▶ Task details
Which lines in the records below contain the word "spotlight"? Return each of them.

▬▬▬▬▬▬▬▬▬▬

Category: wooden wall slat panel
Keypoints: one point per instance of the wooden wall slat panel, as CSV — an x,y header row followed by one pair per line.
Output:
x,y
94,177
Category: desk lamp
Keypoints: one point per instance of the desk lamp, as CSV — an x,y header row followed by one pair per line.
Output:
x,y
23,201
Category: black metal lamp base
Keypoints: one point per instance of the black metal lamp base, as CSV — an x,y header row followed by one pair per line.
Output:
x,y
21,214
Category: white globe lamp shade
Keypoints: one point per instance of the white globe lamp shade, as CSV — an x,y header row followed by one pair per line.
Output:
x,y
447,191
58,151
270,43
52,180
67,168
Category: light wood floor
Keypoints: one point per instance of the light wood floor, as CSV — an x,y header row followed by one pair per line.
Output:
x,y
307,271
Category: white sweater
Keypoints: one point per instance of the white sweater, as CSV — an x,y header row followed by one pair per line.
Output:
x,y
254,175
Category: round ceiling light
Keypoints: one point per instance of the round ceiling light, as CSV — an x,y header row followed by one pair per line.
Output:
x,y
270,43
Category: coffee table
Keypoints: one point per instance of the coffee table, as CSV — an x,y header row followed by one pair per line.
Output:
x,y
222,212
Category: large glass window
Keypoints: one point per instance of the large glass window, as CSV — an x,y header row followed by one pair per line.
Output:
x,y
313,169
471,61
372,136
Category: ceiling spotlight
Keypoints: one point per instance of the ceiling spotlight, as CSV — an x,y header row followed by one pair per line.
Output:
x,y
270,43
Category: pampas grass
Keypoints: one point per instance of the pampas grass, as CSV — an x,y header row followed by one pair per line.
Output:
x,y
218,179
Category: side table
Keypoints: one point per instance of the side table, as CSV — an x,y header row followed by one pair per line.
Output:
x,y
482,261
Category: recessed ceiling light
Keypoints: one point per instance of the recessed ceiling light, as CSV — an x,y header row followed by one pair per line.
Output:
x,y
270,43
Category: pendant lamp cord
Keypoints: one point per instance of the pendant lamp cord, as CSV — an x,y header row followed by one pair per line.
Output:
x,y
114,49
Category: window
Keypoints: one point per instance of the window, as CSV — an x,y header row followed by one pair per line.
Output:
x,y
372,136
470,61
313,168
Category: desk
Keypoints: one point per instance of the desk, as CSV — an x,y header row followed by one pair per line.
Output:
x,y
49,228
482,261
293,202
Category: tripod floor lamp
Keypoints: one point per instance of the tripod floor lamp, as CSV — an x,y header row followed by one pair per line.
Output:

▬▬▬▬▬▬▬▬▬▬

▶ Solution to this problem
Category: ceiling spotlight
Keypoints: one point per instance of the ceiling spotlight, as CSV — an x,y header row followed by one pair per line.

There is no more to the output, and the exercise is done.